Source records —

---*---

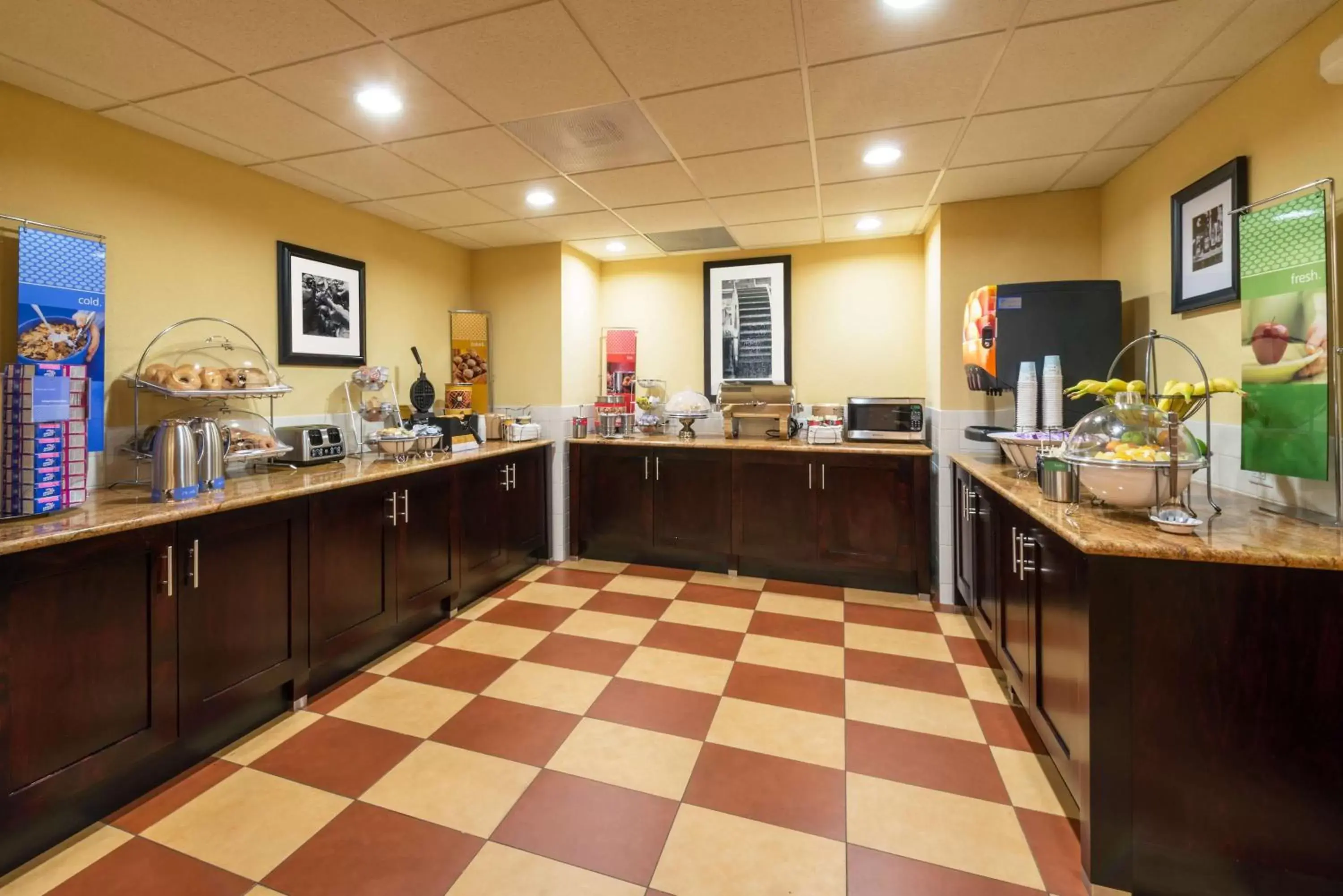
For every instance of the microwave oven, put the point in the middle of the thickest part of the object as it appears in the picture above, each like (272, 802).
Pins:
(884, 419)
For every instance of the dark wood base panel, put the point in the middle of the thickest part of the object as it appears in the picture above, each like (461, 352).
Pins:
(129, 657)
(1193, 708)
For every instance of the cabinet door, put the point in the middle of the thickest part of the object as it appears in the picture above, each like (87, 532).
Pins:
(774, 506)
(242, 608)
(692, 500)
(351, 562)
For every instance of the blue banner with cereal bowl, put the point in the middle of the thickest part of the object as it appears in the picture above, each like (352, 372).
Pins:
(62, 309)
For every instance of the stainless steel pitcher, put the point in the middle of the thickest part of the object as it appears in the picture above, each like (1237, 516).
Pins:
(175, 463)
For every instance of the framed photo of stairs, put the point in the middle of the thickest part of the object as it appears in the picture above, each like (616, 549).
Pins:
(747, 313)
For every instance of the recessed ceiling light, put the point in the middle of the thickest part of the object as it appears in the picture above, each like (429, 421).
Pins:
(881, 155)
(381, 101)
(540, 198)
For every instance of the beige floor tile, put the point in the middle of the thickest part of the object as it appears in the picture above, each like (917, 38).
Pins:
(796, 605)
(453, 788)
(249, 823)
(503, 871)
(923, 645)
(409, 707)
(712, 853)
(62, 862)
(931, 714)
(800, 656)
(266, 738)
(899, 819)
(1033, 782)
(548, 687)
(606, 627)
(778, 731)
(676, 670)
(708, 616)
(501, 641)
(625, 757)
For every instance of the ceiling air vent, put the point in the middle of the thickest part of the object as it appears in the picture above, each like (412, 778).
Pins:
(612, 136)
(693, 241)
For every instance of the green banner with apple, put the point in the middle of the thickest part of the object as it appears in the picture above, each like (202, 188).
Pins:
(1284, 339)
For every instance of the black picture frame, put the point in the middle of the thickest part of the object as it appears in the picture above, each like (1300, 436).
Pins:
(714, 328)
(1236, 172)
(291, 304)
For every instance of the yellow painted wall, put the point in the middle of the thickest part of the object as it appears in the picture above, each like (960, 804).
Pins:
(190, 234)
(1288, 121)
(857, 316)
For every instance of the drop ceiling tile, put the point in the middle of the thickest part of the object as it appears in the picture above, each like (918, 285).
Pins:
(755, 209)
(754, 171)
(640, 186)
(762, 112)
(281, 171)
(512, 198)
(253, 117)
(659, 47)
(1098, 167)
(906, 88)
(781, 233)
(844, 29)
(922, 148)
(371, 171)
(328, 88)
(68, 92)
(475, 158)
(1114, 53)
(1163, 111)
(591, 225)
(1263, 27)
(248, 35)
(900, 191)
(653, 219)
(456, 209)
(397, 18)
(90, 45)
(516, 65)
(159, 127)
(1004, 179)
(1045, 131)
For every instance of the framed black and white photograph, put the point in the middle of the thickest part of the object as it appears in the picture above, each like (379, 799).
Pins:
(1205, 256)
(747, 308)
(321, 308)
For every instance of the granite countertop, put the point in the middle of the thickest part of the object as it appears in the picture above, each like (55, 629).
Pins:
(914, 449)
(123, 508)
(1243, 534)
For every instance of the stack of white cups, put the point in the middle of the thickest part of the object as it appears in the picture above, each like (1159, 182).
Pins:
(1028, 398)
(1052, 394)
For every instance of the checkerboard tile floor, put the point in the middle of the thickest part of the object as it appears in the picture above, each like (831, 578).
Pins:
(599, 729)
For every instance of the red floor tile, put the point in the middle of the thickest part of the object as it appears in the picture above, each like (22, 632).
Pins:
(456, 670)
(876, 874)
(903, 672)
(585, 655)
(777, 792)
(1055, 841)
(924, 761)
(171, 796)
(779, 625)
(707, 643)
(602, 828)
(367, 851)
(786, 688)
(509, 730)
(338, 755)
(672, 711)
(144, 868)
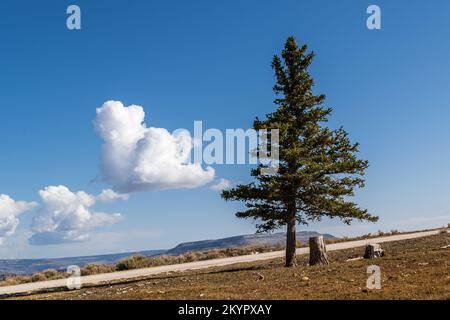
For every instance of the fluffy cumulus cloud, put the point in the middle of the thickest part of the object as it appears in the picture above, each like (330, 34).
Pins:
(66, 216)
(109, 195)
(9, 212)
(137, 158)
(220, 185)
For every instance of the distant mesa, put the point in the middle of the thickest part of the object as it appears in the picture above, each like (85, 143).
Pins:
(31, 266)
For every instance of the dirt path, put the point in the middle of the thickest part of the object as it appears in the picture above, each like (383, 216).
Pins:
(130, 274)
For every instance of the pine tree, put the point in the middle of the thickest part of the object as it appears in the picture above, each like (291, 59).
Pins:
(318, 167)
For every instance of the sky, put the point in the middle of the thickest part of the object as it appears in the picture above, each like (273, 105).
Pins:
(66, 129)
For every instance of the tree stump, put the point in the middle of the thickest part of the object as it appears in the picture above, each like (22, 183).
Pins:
(373, 251)
(317, 251)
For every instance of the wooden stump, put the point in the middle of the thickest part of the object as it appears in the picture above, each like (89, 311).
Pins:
(317, 251)
(373, 251)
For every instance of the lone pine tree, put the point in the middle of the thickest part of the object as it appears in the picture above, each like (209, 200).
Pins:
(318, 167)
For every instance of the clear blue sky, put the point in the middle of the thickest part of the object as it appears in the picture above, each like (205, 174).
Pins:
(210, 60)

---*---

TASK PROMPT —
Transcribe every line of the data exactly. No pictures go in the copy.

ANSWER BELOW —
For every instance of the microwave oven, put the point in the middle of the thickest part of the object as it appears in the picture above, each like (272, 802).
Pins:
(884, 419)
For every instance of the dark wood base panel, put the point in the middle of the thickest part of the object as it appears in the picture above, each like (461, 352).
Pins:
(129, 657)
(1193, 708)
For every instance of the cabinet door, put the point in the middle of the thickest part of the object as it appears in the picture above, each like (87, 532).
Pins:
(774, 506)
(242, 608)
(692, 500)
(351, 562)
For every instance of the blue banner with cereal bowl, put the point in the middle of the thickest part of the object as it appears in the picture above, each like (352, 372).
Pins:
(62, 309)
For every instance of the stainless steel pitcher, put the point in the middle of the thickest part of the object as it appears in the picture above, each like (1237, 516).
Pins:
(175, 463)
For every instance of the framed photo of stairs, put the point in the middle of the thickest part of the object as it appears in the picture above, each like (616, 549).
Pins:
(747, 313)
For every instance of the recessed ceiling light, put the point in the middle of the thickest part of the object as it appears in the picture above, each like (429, 421).
Pins:
(881, 155)
(381, 101)
(540, 198)
For every instance of the beige floor tile, put the point in the middle of the thickest part of the object as it appears in the picture above, each like (917, 38).
Pins:
(796, 605)
(453, 788)
(249, 823)
(503, 871)
(923, 645)
(409, 707)
(712, 853)
(62, 862)
(931, 714)
(800, 656)
(266, 738)
(899, 819)
(1033, 782)
(548, 687)
(606, 627)
(778, 731)
(676, 670)
(708, 616)
(501, 641)
(625, 757)
For every instance of the ceiling air vent, put the point in the middle of the thickest part of the object as it appears in the picture above, each like (412, 778).
Pins:
(612, 136)
(693, 241)
For every instance of the green banner with apple, put the point in the middle of the thickest part of the object as it appears in the picture above, each like (202, 188).
Pins:
(1284, 339)
For every instance of the black picture frame, put the point in the middle of the thickest part of the object as it appears in the picture above, each like (1300, 436).
Pins:
(714, 328)
(1236, 172)
(291, 304)
For every instance of the yellow painted wall, put the point in the middle of the thickest part of the object as it appears in the picture above, each like (960, 804).
Pins:
(190, 234)
(1288, 121)
(857, 316)
For every instance of the drop ceiling tile, put the point in the middle of the thickest part of the object as it appears in the picture above, each like (918, 285).
Pins:
(755, 209)
(754, 171)
(640, 186)
(762, 112)
(281, 171)
(512, 198)
(253, 117)
(659, 47)
(1098, 167)
(906, 88)
(781, 233)
(844, 29)
(922, 148)
(371, 171)
(328, 88)
(68, 92)
(475, 158)
(1114, 53)
(1163, 111)
(591, 225)
(1263, 27)
(248, 35)
(900, 191)
(653, 219)
(456, 209)
(397, 18)
(90, 45)
(516, 65)
(159, 127)
(1004, 179)
(1045, 131)
For every instance of the framed black and white photograph, put the point in the middle of the thickest part of the object as it appears in the picture above, each like (379, 799).
Pins:
(1205, 256)
(747, 308)
(321, 308)
For every instance of the granite countertop, put the point in the middle of the thickest part of the object as it appears in the picture above, each like (55, 629).
Pins:
(914, 449)
(123, 508)
(1243, 534)
For every instance of the stack of white cups, put the point in the middle of the thickest part of the object as it appears in the picture above, each like (1159, 182).
Pins:
(1028, 398)
(1052, 394)
For every instance of the checkerboard tile floor, put the point in the middle of the thickest part of the object as it appears in the picture above, each like (831, 578).
Pins:
(599, 729)
For every instance of the red floor tile, put the point in the middle of the thickest part of the object as it appears in the picture above, each like (22, 632).
Pins:
(456, 670)
(876, 874)
(903, 672)
(585, 655)
(777, 792)
(1055, 841)
(924, 761)
(171, 796)
(779, 625)
(707, 643)
(602, 828)
(367, 851)
(786, 688)
(509, 730)
(338, 755)
(672, 711)
(144, 868)
For every instance of the fluffy cumulus cloud, put the point in the middle of the thickest part of the object as it appears in the picture above, each like (330, 34).
Pins:
(66, 216)
(109, 195)
(9, 212)
(137, 158)
(220, 185)
For every instance of the distant mesa, put the point in the middle of the thickest part of the object as it appears in the picture above, each like (85, 143).
Pins:
(31, 266)
For every instance of the dirt path, put the point in the middle of the thickest part of the object as it appears in the picture above, each like (383, 216).
Pins:
(130, 274)
For every instance of the pine tree, put the point in the middle of the thickest part of the object as it appears in the picture above, each like (291, 59).
Pins:
(318, 167)
For every instance of the sky, put the point in the middle of the thickest part of the object as it appears in the picture above, each like (273, 105).
Pins:
(66, 129)
For every instance of the tree stump, put the point in the middle of the thickest part of the object as it appears in the picture above, each like (22, 183).
Pins:
(373, 251)
(317, 251)
For every instance of the wooden stump, put the point in the middle of the thickest part of the object as it appears in the picture above, each like (89, 311).
Pins:
(317, 251)
(373, 251)
For every instance of the lone pine tree, put the point in the middle of the thickest part of the object as it appears in the picture above, each like (209, 200).
Pins:
(318, 167)
For every instance of the clear blue sky, put the point in the middle of the thickest part of the object as it appears in the picture above, each like (205, 174).
Pins:
(210, 60)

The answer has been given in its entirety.